EXCERPT TO READ: Begin
Health issues.
Still feeling occasionally unwell and nauseous.
Migraine starts to hit back and it's really hard to find the balance with it, because I'm already on risky medication for it, but the constant pain poses risks as well so it's pretty disturbing to choose between two risks.
(Lucky to not have any of those heavy pills for mental issues anymore... so it's "only" sumatriptane and heavy doses of paracetamol now)
My hip is twisting a bit off location, which is normal I've heard, but not nice.
Aaand I tried to get back to locksport, but after picking one padlock my wrist said No. It's also like I don't feel the pins like I used to feel them. I have troubles counting them while I pick.
I guess I have to make some hard choices in life. My dearest hobbies are writing, guitar playing, video games and locksport (besides of running, but that's not an issue for my wrist lol). I will definitely be sad if I have to quit picking, but where things get really difficult is if I have to choose between guitar and video games.
EXCERPT TO READ: End
◆ **TASK REQUIREMENTS**:
[1] In the health update, what two migraine medications does the writer say they take now?
[2] Write the next few sentences of the health update, picking up right after its last line.
EXERCISE DATA: Begin
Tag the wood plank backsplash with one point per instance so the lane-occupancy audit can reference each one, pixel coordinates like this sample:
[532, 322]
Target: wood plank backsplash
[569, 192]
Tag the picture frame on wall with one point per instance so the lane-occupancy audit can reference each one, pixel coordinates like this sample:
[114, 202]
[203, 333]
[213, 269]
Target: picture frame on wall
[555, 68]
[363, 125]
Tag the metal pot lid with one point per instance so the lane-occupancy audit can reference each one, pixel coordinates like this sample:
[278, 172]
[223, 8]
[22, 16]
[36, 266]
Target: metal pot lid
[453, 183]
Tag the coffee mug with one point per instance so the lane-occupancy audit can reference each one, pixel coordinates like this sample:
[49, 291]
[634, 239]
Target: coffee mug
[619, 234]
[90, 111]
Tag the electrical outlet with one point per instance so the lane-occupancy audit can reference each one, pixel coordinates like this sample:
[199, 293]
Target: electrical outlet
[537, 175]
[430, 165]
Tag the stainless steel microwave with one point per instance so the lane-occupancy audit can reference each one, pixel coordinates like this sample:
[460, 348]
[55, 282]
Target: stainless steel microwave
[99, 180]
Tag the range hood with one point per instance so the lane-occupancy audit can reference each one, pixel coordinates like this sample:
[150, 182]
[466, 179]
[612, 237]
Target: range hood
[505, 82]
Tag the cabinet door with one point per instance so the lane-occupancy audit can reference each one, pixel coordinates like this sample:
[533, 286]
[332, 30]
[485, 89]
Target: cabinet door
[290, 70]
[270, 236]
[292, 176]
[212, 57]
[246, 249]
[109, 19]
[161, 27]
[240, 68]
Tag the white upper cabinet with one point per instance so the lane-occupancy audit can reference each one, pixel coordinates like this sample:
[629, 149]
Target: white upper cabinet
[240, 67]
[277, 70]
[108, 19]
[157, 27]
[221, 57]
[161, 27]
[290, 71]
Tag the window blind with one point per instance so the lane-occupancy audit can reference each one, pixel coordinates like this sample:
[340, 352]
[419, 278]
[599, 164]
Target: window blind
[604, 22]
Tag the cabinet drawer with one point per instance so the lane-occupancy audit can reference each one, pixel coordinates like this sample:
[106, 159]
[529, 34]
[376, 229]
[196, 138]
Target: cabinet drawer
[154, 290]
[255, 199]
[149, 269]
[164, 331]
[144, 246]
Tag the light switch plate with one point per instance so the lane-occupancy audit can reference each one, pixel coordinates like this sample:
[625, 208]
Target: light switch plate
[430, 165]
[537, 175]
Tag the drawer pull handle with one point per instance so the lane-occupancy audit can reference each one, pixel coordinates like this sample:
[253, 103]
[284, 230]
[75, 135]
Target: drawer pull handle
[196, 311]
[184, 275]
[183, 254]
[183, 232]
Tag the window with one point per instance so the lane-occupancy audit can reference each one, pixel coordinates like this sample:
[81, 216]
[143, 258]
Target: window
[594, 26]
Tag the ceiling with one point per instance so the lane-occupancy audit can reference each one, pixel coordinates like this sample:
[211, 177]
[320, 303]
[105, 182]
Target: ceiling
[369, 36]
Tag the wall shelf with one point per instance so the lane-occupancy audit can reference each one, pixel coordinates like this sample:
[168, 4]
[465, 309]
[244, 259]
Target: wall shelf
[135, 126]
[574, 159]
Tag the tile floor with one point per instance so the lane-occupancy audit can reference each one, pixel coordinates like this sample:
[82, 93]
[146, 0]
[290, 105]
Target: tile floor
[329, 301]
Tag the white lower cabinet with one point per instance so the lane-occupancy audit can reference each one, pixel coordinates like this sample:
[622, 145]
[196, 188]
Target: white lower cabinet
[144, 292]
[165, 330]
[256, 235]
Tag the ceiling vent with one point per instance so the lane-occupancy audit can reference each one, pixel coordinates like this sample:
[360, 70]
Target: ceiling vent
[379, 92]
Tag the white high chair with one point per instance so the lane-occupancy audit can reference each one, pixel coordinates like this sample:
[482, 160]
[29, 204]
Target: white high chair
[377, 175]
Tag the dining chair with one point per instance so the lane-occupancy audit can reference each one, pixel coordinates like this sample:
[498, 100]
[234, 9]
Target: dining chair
EXERCISE DATA: End
◆ **ANSWERS FOR THE EXERCISE**:
[1] Sumatriptane and heavy doses of paracetamol.

[2]
Writing is not anything worth question. Now that I've got my novel voice back, that I'm making some progress and just inches away from reaching some dreams, making my way to levels I never thought I'd be capable of, there's a damn lot of things I'm ready to sacrifice before writing. Also, if I were to lose my both hands, there's still a way to write, so I've heard from a man who is unable to use a keyboard.
Just that sacrificing anything isn't something that I'd be happy to do.